++++ Materials provided ++++

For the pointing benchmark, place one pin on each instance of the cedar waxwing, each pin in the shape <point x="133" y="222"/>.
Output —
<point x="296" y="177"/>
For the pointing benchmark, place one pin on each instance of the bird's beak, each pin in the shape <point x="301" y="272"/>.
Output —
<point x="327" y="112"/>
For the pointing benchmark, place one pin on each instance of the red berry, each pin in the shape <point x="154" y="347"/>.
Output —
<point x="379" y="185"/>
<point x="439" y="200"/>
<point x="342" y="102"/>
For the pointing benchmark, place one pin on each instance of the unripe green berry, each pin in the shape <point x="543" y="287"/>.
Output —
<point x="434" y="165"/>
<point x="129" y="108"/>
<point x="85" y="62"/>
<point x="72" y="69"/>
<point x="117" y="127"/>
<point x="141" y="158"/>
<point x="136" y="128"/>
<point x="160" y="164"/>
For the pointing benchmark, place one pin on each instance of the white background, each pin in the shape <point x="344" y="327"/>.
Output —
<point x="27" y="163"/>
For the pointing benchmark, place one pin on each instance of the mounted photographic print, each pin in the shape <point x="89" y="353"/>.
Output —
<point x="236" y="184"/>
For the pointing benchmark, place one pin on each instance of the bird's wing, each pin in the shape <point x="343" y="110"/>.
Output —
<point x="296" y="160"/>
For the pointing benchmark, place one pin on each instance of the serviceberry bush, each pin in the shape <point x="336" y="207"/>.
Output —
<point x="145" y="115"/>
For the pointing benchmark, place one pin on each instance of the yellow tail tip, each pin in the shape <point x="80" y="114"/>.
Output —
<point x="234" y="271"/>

++++

**Work to do**
Copy out the stretch of the material from the line containing "bird's beak, each" through its end, requests included. Raise every x and y coordinate in the answer points by 51, and leave the sample points inside the requests as they are.

**The solution**
For the pointing benchmark, place one pin on each instance of the bird's beak, each pin in the shape <point x="301" y="272"/>.
Output —
<point x="378" y="163"/>
For the pointing benchmark, place one pin on each instance of the red berry, each pin in the shape <point x="154" y="347"/>.
Output —
<point x="430" y="236"/>
<point x="490" y="251"/>
<point x="393" y="153"/>
For the pointing benchmark, place one pin on each instance of the unripe green berry, each pin in the shape <point x="543" y="287"/>.
Output —
<point x="485" y="216"/>
<point x="180" y="159"/>
<point x="136" y="113"/>
<point x="123" y="120"/>
<point x="168" y="178"/>
<point x="192" y="209"/>
<point x="187" y="179"/>
<point x="211" y="215"/>
For the pointing benchmark, place one pin on each instance of the white background, each pin in the shape <point x="344" y="327"/>.
Output —
<point x="78" y="214"/>
For the pointing benchmark, place one pin on each instance of the mounted photographic print, each pin in the shape <point x="89" y="353"/>.
Output —
<point x="287" y="235"/>
For the pointing benchmark, place one pin on each instance of the bird's wing, each pin in the shape <point x="343" y="110"/>.
Output —
<point x="347" y="211"/>
For the pointing benchmark, place one pin on each instance of the serviceberry bush, each pin in the shape <point x="336" y="207"/>.
Output —
<point x="196" y="166"/>
For the pointing benchmark, place one pin on each instance of the yellow tail tip, each pin in the shape <point x="80" y="114"/>.
Output —
<point x="285" y="322"/>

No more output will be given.